--- Exercise material Enclosed Below ---

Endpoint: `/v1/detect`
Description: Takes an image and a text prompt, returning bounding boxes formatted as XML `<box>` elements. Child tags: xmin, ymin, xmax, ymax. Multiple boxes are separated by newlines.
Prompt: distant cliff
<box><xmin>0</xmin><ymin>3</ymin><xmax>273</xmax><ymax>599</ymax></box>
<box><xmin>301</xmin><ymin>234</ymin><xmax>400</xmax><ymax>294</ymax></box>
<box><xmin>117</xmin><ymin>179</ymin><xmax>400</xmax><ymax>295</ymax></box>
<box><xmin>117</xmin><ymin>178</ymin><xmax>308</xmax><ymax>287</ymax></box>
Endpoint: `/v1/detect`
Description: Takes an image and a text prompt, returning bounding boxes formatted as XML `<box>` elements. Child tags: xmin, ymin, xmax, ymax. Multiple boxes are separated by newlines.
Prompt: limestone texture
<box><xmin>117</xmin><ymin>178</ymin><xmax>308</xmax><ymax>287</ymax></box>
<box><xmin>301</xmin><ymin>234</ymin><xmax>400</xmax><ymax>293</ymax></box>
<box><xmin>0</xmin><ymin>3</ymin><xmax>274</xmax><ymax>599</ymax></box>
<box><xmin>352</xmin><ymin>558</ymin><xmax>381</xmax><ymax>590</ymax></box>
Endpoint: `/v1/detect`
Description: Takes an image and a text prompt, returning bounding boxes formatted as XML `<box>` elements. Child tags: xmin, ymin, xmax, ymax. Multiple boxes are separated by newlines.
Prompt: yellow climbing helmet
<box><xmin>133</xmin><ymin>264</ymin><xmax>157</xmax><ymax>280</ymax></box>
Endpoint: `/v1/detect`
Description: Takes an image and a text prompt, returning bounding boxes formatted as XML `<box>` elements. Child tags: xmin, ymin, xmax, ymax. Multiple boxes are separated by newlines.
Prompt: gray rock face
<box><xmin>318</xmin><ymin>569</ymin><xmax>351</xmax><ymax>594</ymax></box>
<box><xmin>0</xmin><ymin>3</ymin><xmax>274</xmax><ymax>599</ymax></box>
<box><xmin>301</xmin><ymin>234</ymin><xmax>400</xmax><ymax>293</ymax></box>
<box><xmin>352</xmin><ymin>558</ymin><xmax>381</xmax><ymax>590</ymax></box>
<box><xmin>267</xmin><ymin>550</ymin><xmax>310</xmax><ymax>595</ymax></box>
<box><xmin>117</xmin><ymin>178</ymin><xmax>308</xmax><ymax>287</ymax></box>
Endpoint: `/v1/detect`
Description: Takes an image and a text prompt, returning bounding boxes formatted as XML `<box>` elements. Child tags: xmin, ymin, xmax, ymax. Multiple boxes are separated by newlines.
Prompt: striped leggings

--- End of Enclosed Exercise material ---

What is needed:
Could you retype every record above exactly as it appears?

Task response:
Endpoint: `/v1/detect`
Description: Takes an image and a text prompt, returning bounding boxes formatted as XML `<box>` elements. Child tags: xmin, ymin, xmax, ymax. Multiple boxes are separated by newlines.
Prompt: distant cliff
<box><xmin>0</xmin><ymin>3</ymin><xmax>273</xmax><ymax>599</ymax></box>
<box><xmin>301</xmin><ymin>234</ymin><xmax>400</xmax><ymax>294</ymax></box>
<box><xmin>117</xmin><ymin>179</ymin><xmax>400</xmax><ymax>295</ymax></box>
<box><xmin>117</xmin><ymin>178</ymin><xmax>308</xmax><ymax>287</ymax></box>
Endpoint: `/v1/detect`
Description: Takes an image and a text prompt, returning bounding boxes formatted as XML `<box>` elements. Child tags: xmin, ymin, xmax, ymax. Multiple boxes are separated by newlines.
Prompt: limestone texture
<box><xmin>117</xmin><ymin>178</ymin><xmax>308</xmax><ymax>287</ymax></box>
<box><xmin>301</xmin><ymin>234</ymin><xmax>400</xmax><ymax>293</ymax></box>
<box><xmin>0</xmin><ymin>3</ymin><xmax>274</xmax><ymax>599</ymax></box>
<box><xmin>352</xmin><ymin>558</ymin><xmax>381</xmax><ymax>590</ymax></box>
Endpoint: `/v1/detect`
Description: Takes an image and a text prompt, returning bounding boxes formatted as XML `<box>` elements. Child tags: xmin, ymin, xmax, ymax. Multiple boxes are separated by newlines.
Prompt: yellow climbing helmet
<box><xmin>133</xmin><ymin>264</ymin><xmax>157</xmax><ymax>280</ymax></box>
Endpoint: `/v1/detect`
Description: Takes an image and a text prompt, returning bounding boxes formatted as XML `<box>` elements. Child tags: xmin, ymin, xmax, ymax. Multiple boxes are separated by newlines.
Prompt: gray rock face
<box><xmin>318</xmin><ymin>569</ymin><xmax>351</xmax><ymax>594</ymax></box>
<box><xmin>0</xmin><ymin>3</ymin><xmax>274</xmax><ymax>599</ymax></box>
<box><xmin>301</xmin><ymin>234</ymin><xmax>400</xmax><ymax>293</ymax></box>
<box><xmin>352</xmin><ymin>558</ymin><xmax>381</xmax><ymax>590</ymax></box>
<box><xmin>267</xmin><ymin>550</ymin><xmax>310</xmax><ymax>595</ymax></box>
<box><xmin>117</xmin><ymin>178</ymin><xmax>308</xmax><ymax>287</ymax></box>
Endpoint: `/v1/detect`
Description: Takes an image and a text prompt, returning bounding boxes formatted as XML `<box>` elements. Child tags: xmin, ymin, xmax, ymax. Multiple boxes are separated by newlines.
Prompt: striped leggings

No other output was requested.